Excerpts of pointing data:
◆ ◆ ◆ ◆

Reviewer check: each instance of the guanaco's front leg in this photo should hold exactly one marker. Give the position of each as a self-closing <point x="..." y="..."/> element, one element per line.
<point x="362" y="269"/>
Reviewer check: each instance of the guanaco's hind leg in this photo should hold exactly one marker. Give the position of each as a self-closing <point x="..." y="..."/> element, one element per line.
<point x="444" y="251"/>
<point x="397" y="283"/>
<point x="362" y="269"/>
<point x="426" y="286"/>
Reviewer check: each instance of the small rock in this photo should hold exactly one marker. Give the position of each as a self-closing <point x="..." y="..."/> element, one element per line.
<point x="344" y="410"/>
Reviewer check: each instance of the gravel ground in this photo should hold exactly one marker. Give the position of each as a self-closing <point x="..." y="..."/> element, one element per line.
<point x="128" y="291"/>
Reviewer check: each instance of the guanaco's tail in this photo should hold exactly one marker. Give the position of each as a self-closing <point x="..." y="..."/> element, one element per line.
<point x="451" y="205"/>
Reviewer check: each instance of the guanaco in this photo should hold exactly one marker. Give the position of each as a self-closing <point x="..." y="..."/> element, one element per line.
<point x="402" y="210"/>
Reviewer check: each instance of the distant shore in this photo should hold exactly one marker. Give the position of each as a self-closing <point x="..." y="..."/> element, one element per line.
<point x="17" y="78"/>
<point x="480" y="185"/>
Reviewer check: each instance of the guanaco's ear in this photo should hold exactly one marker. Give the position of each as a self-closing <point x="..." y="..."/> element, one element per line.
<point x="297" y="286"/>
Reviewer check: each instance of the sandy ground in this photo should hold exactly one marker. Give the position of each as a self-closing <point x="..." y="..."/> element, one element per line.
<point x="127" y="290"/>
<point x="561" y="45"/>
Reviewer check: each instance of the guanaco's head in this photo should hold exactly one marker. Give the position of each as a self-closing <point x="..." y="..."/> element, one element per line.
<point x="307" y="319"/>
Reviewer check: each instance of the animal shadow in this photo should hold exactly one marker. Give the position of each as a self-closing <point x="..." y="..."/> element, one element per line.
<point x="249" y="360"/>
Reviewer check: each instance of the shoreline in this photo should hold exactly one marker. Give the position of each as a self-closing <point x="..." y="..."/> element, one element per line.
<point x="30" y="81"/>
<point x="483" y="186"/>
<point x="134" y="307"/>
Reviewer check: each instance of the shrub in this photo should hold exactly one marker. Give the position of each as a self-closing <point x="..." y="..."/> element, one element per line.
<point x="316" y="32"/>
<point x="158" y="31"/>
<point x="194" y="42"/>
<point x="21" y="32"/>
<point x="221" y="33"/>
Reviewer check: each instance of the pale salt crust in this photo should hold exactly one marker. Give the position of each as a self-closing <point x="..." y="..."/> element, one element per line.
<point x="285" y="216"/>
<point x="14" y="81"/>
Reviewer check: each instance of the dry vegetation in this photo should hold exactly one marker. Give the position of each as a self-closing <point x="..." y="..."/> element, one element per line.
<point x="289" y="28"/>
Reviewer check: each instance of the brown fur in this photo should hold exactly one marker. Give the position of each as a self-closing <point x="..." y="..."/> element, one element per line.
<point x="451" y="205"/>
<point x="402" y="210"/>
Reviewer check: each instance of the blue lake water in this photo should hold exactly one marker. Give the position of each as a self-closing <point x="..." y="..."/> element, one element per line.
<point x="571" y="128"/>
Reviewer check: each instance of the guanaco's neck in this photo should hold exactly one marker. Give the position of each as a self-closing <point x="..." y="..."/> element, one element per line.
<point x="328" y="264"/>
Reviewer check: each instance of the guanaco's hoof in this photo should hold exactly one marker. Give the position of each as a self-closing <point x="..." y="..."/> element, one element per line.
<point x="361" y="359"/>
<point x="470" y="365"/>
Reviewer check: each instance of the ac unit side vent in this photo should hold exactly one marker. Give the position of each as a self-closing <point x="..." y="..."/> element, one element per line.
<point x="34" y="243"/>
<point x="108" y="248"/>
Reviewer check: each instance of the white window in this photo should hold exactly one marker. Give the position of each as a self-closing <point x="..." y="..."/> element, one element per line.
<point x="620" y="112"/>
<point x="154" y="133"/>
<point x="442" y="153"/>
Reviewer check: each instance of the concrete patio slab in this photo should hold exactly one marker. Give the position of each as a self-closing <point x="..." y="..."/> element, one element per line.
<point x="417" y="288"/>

◆ ◆ ◆ ◆

The request: Write out again, unchanged, every line from the line containing "Reviewer check: each instance of the ac" to the final line of the material above.

Answer to this task:
Reviewer check: each instance of the ac unit side vent in this photo should hold exactly one marker. Give the position of each as a self-closing <point x="..." y="..."/> element, one element per line.
<point x="34" y="243"/>
<point x="108" y="248"/>
Reviewer check: each instance of the white window in this photo should hold exactly one marker. Give the position of each as a self-closing <point x="..." y="..."/> element, one element per line.
<point x="620" y="112"/>
<point x="154" y="133"/>
<point x="442" y="153"/>
Reviewer check: each instance of the concrete patio slab in this photo should hold exactly one marker. Give the position of each as a self-closing <point x="..." y="..."/> element, one element per line.
<point x="417" y="288"/>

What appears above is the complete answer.